**EXERCISE GOAL**
According to the gradient descent post, what does the poster suspect is making the cost function blow up?

**SOURCE**
▬▬▬▬▬▬▬▬▬▬

I'm working on a multivariate optimization problem using the gradient descent algorithm. The algorithm does an okay job, but I noticed the cost function is not following a monotonic descending trend as desired.
It blows up right after the minimal value.
My suspicion is this has to do with step size bing too big. My dilemma is that the algorithm will be slow if the step size is too small. It will step out of the solution space if it's too big.
Can someone provide some advice on what would be a preferred approach? Any suggestion is greatly appreciated.

▬▬▬▬▬▬▬▬▬▬

**INFORMATION GIVEN**
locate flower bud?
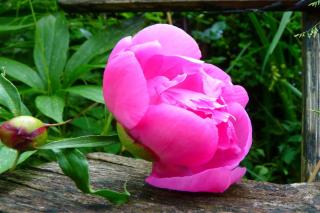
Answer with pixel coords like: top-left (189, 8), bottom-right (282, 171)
top-left (0, 116), bottom-right (48, 151)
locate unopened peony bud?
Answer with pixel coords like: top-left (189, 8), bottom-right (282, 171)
top-left (0, 116), bottom-right (48, 151)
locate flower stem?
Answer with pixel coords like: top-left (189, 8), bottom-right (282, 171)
top-left (101, 112), bottom-right (113, 135)
top-left (10, 151), bottom-right (21, 172)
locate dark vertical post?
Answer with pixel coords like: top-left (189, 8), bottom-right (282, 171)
top-left (301, 12), bottom-right (320, 181)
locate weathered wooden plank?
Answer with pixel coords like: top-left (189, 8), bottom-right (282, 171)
top-left (0, 153), bottom-right (320, 213)
top-left (59, 0), bottom-right (310, 12)
top-left (302, 13), bottom-right (320, 181)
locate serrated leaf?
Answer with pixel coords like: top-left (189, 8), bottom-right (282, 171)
top-left (0, 57), bottom-right (44, 90)
top-left (66, 85), bottom-right (104, 104)
top-left (54, 149), bottom-right (130, 204)
top-left (34, 14), bottom-right (69, 92)
top-left (36, 96), bottom-right (64, 122)
top-left (0, 143), bottom-right (36, 174)
top-left (0, 73), bottom-right (21, 116)
top-left (37, 135), bottom-right (117, 149)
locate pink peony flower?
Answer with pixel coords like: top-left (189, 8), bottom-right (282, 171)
top-left (103, 24), bottom-right (252, 192)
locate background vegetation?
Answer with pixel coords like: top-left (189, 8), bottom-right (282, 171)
top-left (0, 0), bottom-right (302, 183)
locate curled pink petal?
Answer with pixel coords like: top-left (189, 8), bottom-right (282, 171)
top-left (203, 63), bottom-right (231, 83)
top-left (109, 36), bottom-right (132, 60)
top-left (197, 103), bottom-right (252, 171)
top-left (146, 167), bottom-right (246, 192)
top-left (130, 104), bottom-right (218, 165)
top-left (130, 41), bottom-right (162, 72)
top-left (133, 24), bottom-right (201, 59)
top-left (144, 55), bottom-right (204, 79)
top-left (222, 85), bottom-right (249, 107)
top-left (103, 51), bottom-right (149, 128)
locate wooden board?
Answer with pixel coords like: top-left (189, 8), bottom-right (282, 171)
top-left (301, 12), bottom-right (320, 181)
top-left (59, 0), bottom-right (310, 12)
top-left (0, 153), bottom-right (320, 213)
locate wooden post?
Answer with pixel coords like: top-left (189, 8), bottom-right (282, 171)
top-left (301, 12), bottom-right (320, 181)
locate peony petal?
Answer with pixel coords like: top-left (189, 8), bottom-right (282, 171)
top-left (203, 63), bottom-right (231, 84)
top-left (103, 51), bottom-right (149, 128)
top-left (146, 167), bottom-right (246, 192)
top-left (133, 24), bottom-right (201, 59)
top-left (108, 36), bottom-right (132, 60)
top-left (130, 41), bottom-right (162, 72)
top-left (222, 85), bottom-right (249, 107)
top-left (198, 103), bottom-right (252, 170)
top-left (144, 55), bottom-right (204, 79)
top-left (130, 104), bottom-right (218, 166)
top-left (229, 103), bottom-right (252, 152)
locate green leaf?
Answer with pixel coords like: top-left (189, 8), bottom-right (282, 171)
top-left (54, 149), bottom-right (130, 204)
top-left (0, 16), bottom-right (34, 34)
top-left (0, 143), bottom-right (36, 174)
top-left (0, 57), bottom-right (44, 90)
top-left (0, 73), bottom-right (22, 116)
top-left (262, 11), bottom-right (292, 72)
top-left (36, 96), bottom-right (64, 122)
top-left (34, 14), bottom-right (69, 93)
top-left (64, 21), bottom-right (143, 85)
top-left (37, 135), bottom-right (117, 149)
top-left (66, 85), bottom-right (104, 104)
top-left (117, 123), bottom-right (154, 161)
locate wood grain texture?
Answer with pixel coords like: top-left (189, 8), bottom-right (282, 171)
top-left (59, 0), bottom-right (310, 12)
top-left (0, 153), bottom-right (320, 213)
top-left (302, 13), bottom-right (320, 181)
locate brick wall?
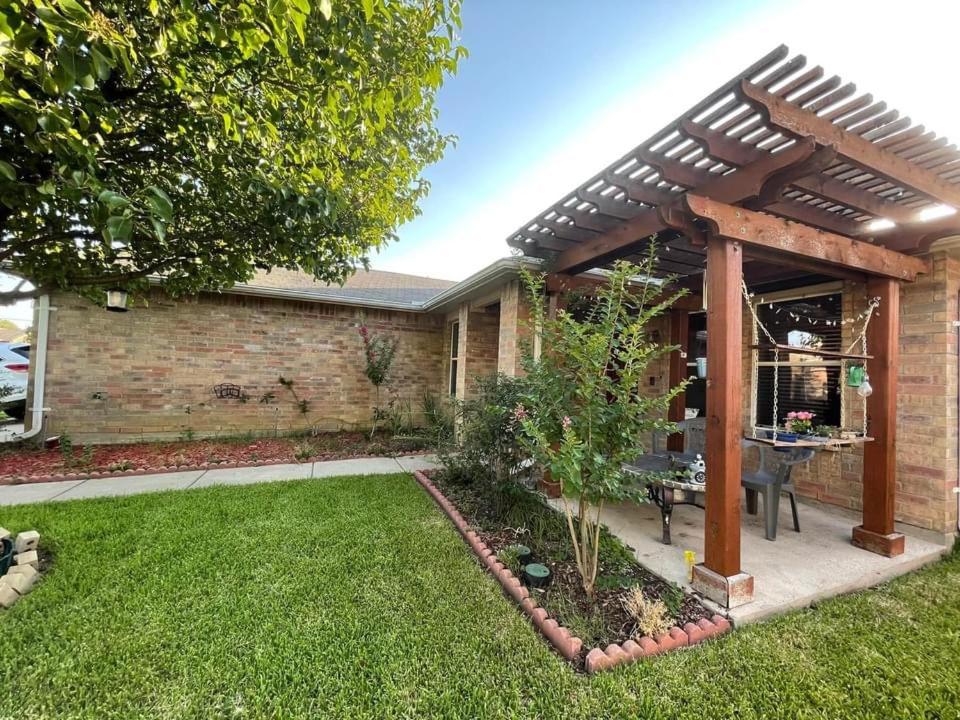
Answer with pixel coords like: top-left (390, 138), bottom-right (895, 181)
top-left (457, 303), bottom-right (500, 400)
top-left (36, 292), bottom-right (443, 441)
top-left (497, 280), bottom-right (533, 376)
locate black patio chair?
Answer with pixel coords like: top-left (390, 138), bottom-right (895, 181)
top-left (740, 440), bottom-right (814, 540)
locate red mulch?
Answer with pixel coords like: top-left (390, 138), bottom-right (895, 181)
top-left (0, 432), bottom-right (432, 485)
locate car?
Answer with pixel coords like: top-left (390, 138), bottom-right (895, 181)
top-left (0, 343), bottom-right (30, 420)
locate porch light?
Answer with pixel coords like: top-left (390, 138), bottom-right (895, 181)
top-left (107, 288), bottom-right (130, 312)
top-left (917, 205), bottom-right (957, 222)
top-left (867, 218), bottom-right (897, 232)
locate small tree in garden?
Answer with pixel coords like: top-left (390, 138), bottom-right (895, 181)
top-left (360, 325), bottom-right (397, 438)
top-left (514, 251), bottom-right (685, 597)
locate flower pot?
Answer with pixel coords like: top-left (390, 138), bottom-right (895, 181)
top-left (767, 430), bottom-right (797, 442)
top-left (537, 473), bottom-right (560, 498)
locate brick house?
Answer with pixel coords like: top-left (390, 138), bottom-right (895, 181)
top-left (18, 48), bottom-right (960, 604)
top-left (24, 250), bottom-right (960, 537)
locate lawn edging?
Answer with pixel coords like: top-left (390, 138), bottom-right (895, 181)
top-left (413, 470), bottom-right (731, 675)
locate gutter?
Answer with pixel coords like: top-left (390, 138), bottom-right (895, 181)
top-left (7, 295), bottom-right (52, 442)
top-left (221, 285), bottom-right (432, 312)
top-left (421, 257), bottom-right (542, 312)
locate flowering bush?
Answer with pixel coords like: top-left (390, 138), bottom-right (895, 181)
top-left (359, 325), bottom-right (397, 438)
top-left (513, 255), bottom-right (686, 597)
top-left (785, 410), bottom-right (817, 435)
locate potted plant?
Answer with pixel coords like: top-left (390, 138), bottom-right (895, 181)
top-left (784, 410), bottom-right (816, 437)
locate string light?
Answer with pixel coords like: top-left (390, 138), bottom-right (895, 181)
top-left (750, 293), bottom-right (880, 327)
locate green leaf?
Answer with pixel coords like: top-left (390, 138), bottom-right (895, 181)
top-left (147, 185), bottom-right (173, 223)
top-left (150, 218), bottom-right (167, 242)
top-left (107, 215), bottom-right (133, 242)
top-left (97, 190), bottom-right (130, 210)
top-left (57, 0), bottom-right (90, 23)
top-left (361, 0), bottom-right (374, 22)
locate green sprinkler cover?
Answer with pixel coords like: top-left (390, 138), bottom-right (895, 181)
top-left (524, 563), bottom-right (550, 578)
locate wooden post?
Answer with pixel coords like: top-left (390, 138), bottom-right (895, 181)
top-left (667, 310), bottom-right (690, 452)
top-left (693, 237), bottom-right (753, 607)
top-left (841, 278), bottom-right (904, 557)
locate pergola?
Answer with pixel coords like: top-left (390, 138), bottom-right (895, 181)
top-left (508, 46), bottom-right (960, 606)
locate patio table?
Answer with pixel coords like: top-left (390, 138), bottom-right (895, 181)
top-left (623, 452), bottom-right (706, 545)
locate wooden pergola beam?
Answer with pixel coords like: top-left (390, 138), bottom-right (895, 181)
top-left (738, 80), bottom-right (960, 208)
top-left (552, 140), bottom-right (816, 274)
top-left (680, 120), bottom-right (916, 225)
top-left (684, 193), bottom-right (930, 282)
top-left (644, 148), bottom-right (863, 235)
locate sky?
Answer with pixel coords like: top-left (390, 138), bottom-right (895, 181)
top-left (0, 0), bottom-right (960, 326)
top-left (372, 0), bottom-right (960, 280)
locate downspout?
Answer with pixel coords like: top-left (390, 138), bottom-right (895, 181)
top-left (953, 291), bottom-right (960, 533)
top-left (10, 295), bottom-right (50, 442)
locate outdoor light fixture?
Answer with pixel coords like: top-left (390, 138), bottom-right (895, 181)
top-left (107, 288), bottom-right (129, 312)
top-left (917, 205), bottom-right (957, 222)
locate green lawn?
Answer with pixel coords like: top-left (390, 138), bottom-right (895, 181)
top-left (0, 475), bottom-right (960, 720)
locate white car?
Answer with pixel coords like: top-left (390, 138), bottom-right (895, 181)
top-left (0, 343), bottom-right (30, 420)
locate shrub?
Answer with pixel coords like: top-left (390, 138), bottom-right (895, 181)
top-left (440, 374), bottom-right (530, 494)
top-left (420, 390), bottom-right (453, 448)
top-left (359, 324), bottom-right (397, 439)
top-left (623, 586), bottom-right (673, 637)
top-left (293, 442), bottom-right (316, 462)
top-left (514, 253), bottom-right (685, 596)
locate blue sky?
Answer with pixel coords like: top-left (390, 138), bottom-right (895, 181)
top-left (372, 0), bottom-right (960, 280)
top-left (0, 0), bottom-right (960, 325)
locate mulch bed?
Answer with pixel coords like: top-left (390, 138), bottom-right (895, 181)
top-left (425, 472), bottom-right (713, 667)
top-left (0, 432), bottom-right (434, 485)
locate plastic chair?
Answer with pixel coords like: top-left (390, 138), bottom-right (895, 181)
top-left (740, 440), bottom-right (814, 540)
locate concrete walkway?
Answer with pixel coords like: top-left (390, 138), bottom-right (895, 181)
top-left (0, 455), bottom-right (437, 505)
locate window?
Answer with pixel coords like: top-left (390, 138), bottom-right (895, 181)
top-left (754, 293), bottom-right (843, 427)
top-left (450, 320), bottom-right (460, 395)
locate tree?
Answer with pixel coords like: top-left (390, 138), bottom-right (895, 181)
top-left (0, 0), bottom-right (465, 302)
top-left (514, 250), bottom-right (686, 597)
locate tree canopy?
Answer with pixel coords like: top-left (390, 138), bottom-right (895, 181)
top-left (0, 0), bottom-right (465, 302)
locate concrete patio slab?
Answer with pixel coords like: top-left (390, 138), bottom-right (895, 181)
top-left (572, 501), bottom-right (946, 623)
top-left (190, 463), bottom-right (312, 488)
top-left (396, 455), bottom-right (440, 472)
top-left (56, 470), bottom-right (204, 502)
top-left (313, 458), bottom-right (404, 478)
top-left (0, 480), bottom-right (83, 505)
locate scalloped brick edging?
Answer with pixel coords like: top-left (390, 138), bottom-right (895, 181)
top-left (0, 450), bottom-right (431, 487)
top-left (413, 470), bottom-right (731, 675)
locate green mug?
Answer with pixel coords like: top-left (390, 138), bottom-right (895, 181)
top-left (847, 365), bottom-right (864, 387)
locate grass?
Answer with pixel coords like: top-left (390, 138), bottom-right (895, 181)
top-left (0, 475), bottom-right (960, 720)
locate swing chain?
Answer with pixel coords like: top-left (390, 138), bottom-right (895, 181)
top-left (740, 275), bottom-right (780, 442)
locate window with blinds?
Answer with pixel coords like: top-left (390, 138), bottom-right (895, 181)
top-left (754, 293), bottom-right (843, 427)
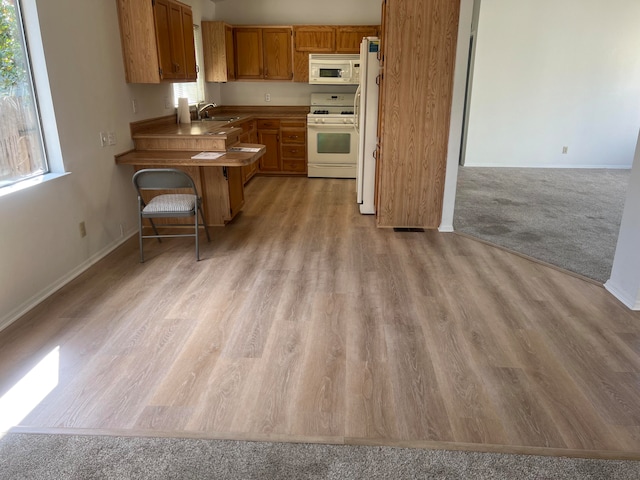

▬▬▬▬▬▬▬▬▬▬

**TASK ANSWER**
The step size being too big.